The Lex Papia et Poppaea, also referred to as the Lex Iulia et Papia, was a Roman law introduced in 9 AD to encourage and strengthen marriage. It included provisions against adultery and against celibacy after a certain age and complemented and supplemented Augustus' Lex Iulia de maritandis ordinibus of 18 BC and the Lex Iulia de adulteriis coercendis of 17 BC. The law was introduced by the suffect consuls of that year, Marcus Papius Mutilus and Quintus Poppaeus Secundus, although they themselves were unmarried.

==History==

Tacitus mentions several leges Iuliae (Julian Laws) pertaining to morals and marriage, and the Lex Papia Poppaea as a separate later law, refining the Julian Laws (Annals, 3.25)

Some writers conclude from the passage in Suetonius (Suet. Aug. 14) that the Lex Julia de maritandis ordinibus of 18/17 BC was rejected, and add that it was not enacted until 4 AD. In the year 9 AD, and in the consulship of Marcus Papius Mutilus and Quintus Poppaeus Secundus (consules suffecti), another law was passed as a kind of amendment and supplement to the former law, and hence arose the title of Lex Julia et Papia Poppaea by which these two laws are often quoted. It has been inferred from the two laws being separately cited that they were not made into one.

The 6th-century Digest only mentions the Lex Julia de maritandis ordinibus (Dig. 38 tit.11; Dig. 23 tit.2).

Various titles are used according as reference is made to the various provisions; sometimes the reference is to the Lex Julia, sometimes Papia Poppaea, sometimes Lex Julia et Papia, sometimes Lex de maritandis ordinibus, from the chapter which treated of the marriages of the senators (Gaius, i.178; Ulp. Frag. xi.20; Lex Marita, Hor. Carm. Sec.), sometimes Lex Caducaria, Decimaria, etc. from the various chapters (Ulp. Frag. xxviii tit.7; Dion Cass. liv.16, lvi.1, &c.; Tacit. Ann. iii.25). (see References)

Task list:
1. Extract the part of the Lex Papia et Poppaea text that opens with the words containing "Tacitus mentions several" and closes with "Dig. 23 tit.2).", copying it word for word.
2. Write what comes next in the text on the Lex Papia et Poppaea, continuing from its final sentence.

Data shown:
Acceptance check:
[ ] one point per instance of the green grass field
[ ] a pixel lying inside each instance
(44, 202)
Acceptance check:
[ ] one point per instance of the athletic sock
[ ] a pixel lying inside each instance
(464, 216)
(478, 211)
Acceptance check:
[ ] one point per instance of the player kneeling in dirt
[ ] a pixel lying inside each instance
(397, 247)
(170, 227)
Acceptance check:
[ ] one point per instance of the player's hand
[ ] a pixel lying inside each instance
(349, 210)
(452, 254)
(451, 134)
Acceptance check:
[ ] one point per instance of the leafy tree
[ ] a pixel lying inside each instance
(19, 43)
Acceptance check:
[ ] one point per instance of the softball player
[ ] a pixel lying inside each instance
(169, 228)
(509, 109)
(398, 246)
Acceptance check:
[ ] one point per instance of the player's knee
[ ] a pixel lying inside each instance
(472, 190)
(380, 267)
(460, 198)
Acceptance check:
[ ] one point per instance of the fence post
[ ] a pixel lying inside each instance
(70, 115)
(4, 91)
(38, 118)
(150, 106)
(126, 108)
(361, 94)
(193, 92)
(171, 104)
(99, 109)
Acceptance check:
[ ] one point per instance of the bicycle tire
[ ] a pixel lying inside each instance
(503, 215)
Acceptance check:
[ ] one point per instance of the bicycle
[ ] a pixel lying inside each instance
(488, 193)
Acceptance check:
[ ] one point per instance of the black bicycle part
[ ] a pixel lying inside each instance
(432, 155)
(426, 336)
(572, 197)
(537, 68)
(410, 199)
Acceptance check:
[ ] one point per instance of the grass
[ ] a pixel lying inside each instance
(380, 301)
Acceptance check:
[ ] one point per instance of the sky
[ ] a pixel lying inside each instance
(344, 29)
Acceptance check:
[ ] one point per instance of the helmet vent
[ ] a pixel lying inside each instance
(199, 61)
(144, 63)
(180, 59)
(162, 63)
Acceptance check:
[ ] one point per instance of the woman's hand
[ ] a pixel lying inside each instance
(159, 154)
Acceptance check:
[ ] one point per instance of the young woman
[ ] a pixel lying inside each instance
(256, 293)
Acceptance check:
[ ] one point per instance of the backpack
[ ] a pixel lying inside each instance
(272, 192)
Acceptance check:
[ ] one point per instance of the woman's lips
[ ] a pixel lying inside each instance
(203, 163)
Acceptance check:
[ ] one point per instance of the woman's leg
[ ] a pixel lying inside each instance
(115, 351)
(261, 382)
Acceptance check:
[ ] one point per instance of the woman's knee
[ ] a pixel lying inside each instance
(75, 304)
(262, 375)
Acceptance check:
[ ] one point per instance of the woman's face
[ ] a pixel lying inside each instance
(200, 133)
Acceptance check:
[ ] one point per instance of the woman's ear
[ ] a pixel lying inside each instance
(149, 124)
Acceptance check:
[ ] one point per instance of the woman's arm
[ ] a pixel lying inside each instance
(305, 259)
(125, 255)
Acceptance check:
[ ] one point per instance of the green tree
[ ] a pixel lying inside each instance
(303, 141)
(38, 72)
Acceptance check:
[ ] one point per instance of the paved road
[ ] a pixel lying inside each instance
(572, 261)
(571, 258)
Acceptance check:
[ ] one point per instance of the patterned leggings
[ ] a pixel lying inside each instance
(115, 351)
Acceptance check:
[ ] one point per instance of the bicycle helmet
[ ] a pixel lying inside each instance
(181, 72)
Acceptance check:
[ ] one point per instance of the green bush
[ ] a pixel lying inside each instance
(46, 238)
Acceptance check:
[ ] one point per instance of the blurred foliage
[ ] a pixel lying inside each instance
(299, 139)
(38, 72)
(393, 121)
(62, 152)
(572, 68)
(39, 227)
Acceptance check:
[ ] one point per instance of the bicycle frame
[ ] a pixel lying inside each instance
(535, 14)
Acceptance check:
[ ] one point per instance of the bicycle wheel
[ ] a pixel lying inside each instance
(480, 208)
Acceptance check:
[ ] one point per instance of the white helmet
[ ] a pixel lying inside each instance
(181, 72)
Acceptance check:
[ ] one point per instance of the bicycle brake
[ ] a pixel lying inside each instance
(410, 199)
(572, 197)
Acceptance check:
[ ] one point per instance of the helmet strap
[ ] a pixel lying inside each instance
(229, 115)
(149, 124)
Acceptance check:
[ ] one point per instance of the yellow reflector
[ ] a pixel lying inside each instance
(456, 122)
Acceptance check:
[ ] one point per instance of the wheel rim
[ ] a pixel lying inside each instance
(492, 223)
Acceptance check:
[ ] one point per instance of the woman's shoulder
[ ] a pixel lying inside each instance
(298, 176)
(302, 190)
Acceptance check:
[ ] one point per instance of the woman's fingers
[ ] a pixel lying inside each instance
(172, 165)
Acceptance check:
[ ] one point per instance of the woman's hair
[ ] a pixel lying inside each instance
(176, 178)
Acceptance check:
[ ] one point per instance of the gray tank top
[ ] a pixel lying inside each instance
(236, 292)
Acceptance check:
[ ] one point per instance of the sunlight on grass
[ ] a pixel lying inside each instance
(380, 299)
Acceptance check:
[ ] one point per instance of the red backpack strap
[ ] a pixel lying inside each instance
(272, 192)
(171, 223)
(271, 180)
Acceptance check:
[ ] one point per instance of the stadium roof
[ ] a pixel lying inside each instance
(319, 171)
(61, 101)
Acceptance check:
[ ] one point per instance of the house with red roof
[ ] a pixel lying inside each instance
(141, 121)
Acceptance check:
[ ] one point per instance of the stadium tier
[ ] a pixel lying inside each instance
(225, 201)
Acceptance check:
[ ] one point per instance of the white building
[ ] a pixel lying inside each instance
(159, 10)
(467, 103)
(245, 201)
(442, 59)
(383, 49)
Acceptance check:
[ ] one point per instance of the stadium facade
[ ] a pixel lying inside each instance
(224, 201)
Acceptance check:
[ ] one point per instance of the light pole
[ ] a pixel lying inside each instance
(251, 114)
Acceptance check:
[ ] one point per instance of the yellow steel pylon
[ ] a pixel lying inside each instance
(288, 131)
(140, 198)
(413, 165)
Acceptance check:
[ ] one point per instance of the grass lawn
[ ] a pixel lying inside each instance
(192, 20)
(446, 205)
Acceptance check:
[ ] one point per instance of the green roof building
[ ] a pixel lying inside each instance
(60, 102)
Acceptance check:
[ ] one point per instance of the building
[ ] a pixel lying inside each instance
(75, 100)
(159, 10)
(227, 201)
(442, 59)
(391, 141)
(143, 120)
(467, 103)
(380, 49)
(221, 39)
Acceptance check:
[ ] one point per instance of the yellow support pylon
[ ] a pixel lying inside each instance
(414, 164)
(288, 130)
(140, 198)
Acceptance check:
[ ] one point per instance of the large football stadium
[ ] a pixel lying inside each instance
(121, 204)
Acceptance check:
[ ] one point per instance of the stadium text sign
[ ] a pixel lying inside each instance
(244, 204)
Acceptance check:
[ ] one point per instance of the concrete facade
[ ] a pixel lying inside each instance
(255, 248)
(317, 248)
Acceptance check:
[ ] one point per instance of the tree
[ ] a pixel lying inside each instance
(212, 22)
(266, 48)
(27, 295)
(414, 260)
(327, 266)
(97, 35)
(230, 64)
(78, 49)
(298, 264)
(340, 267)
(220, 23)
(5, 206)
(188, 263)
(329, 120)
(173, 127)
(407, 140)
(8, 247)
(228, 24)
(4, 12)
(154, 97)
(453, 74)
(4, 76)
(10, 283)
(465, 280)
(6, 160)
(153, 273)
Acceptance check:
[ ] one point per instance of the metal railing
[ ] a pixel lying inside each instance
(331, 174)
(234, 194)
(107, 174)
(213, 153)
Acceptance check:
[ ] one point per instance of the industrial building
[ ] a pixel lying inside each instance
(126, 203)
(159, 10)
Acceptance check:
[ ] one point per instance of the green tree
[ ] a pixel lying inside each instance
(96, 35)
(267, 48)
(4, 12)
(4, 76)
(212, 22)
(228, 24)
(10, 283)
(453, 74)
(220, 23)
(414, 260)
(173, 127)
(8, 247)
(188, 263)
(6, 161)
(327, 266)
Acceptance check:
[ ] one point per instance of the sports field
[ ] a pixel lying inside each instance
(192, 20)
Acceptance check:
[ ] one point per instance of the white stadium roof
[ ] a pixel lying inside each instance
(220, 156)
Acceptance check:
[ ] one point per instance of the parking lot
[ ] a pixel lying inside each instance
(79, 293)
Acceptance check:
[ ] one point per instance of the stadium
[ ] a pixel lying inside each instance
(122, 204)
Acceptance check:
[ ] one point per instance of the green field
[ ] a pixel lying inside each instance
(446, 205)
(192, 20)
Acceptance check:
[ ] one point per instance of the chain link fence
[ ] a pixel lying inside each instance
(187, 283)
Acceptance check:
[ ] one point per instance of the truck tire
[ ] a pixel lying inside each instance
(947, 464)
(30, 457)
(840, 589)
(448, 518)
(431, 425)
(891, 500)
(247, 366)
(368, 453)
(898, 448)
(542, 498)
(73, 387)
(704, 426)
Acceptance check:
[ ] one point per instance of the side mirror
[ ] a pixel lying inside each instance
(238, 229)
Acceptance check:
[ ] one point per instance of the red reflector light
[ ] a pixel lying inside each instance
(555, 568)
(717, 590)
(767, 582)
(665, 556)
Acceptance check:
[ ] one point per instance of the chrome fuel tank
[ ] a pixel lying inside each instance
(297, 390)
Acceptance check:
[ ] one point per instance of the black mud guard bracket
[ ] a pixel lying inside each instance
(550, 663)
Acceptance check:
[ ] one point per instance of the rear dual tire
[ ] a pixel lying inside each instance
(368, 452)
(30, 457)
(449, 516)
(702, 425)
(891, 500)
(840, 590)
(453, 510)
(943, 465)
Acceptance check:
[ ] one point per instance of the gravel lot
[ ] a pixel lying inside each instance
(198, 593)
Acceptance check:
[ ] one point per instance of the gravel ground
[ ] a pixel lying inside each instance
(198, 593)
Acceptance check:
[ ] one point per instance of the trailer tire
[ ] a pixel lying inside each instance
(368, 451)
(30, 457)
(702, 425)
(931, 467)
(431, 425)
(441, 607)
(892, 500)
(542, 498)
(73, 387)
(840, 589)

Answers to the tasks:
1.
Tacitus mentions several leges Iuliae (Julian Laws) pertaining to morals and marriage, and the Lex Papia Poppaea as a separate later law, refining the Julian Laws (Annals, 3.25)

Some writers conclude from the passage in Suetonius (Suet. Aug. 14) that the Lex Julia de maritandis ordinibus of 18/17 BC was rejected, and add that it was not enacted until 4 AD. In the year 9 AD, and in the consulship of Marcus Papius Mutilus and Quintus Poppaeus Secundus (consules suffecti), another law was passed as a kind of amendment and supplement to the former law, and hence arose the title of Lex Julia et Papia Poppaea by which these two laws are often quoted. It has been inferred from the two laws being separately cited that they were not made into one.

The 6th-century Digest only mentions the Lex Julia de maritandis ordinibus (Dig. 38 tit.11; Dig. 23 tit.2).

2.
There were many commentaries on these laws or on this law by the Roman jurists, of which considerable fragments are preserved in the Digest: Gaius wrote 15 books, Ulpian 20, and Paulus 10 books at least on this law. The law contained at least 35 chapters (Dig. 22 tit.2 s19); but it is impossible to say to which of the two laws included under the general title of Lex Julia et Papia Poppaea, the several provisions as now known to us, belong. Attempts have been made both by J. Gothofredus and Heineccius to restore the law, on the assumption that its provisions are reducible to the two general heads of a Lex Maritalis and Lex Caducaria.

==Provisions==

===Suitability of the match===
The provisions of these laws forbade the marriage of a senator or a senator's sons with a manumitted slave (libertina); with a woman whose profession made her infamis, such as a stage performer; or with a prostitute. A senator's daughter could not marry a libertinus.

If an hereditas or a legatum (inheritance) was left to a person on condition of not marrying, or on conditions which in effect prevented marriage, the conditions were illegal, and the gift was unconditional. The condition, however, might be not to marry a certain specified person or certain specified persons; or it might be to marry a particular person, but then the person must be such a one as would be a suitable match, otherwise the condition would be, in effect, a condition not to marry, and therefore void (Dig.35 tit.1 s63).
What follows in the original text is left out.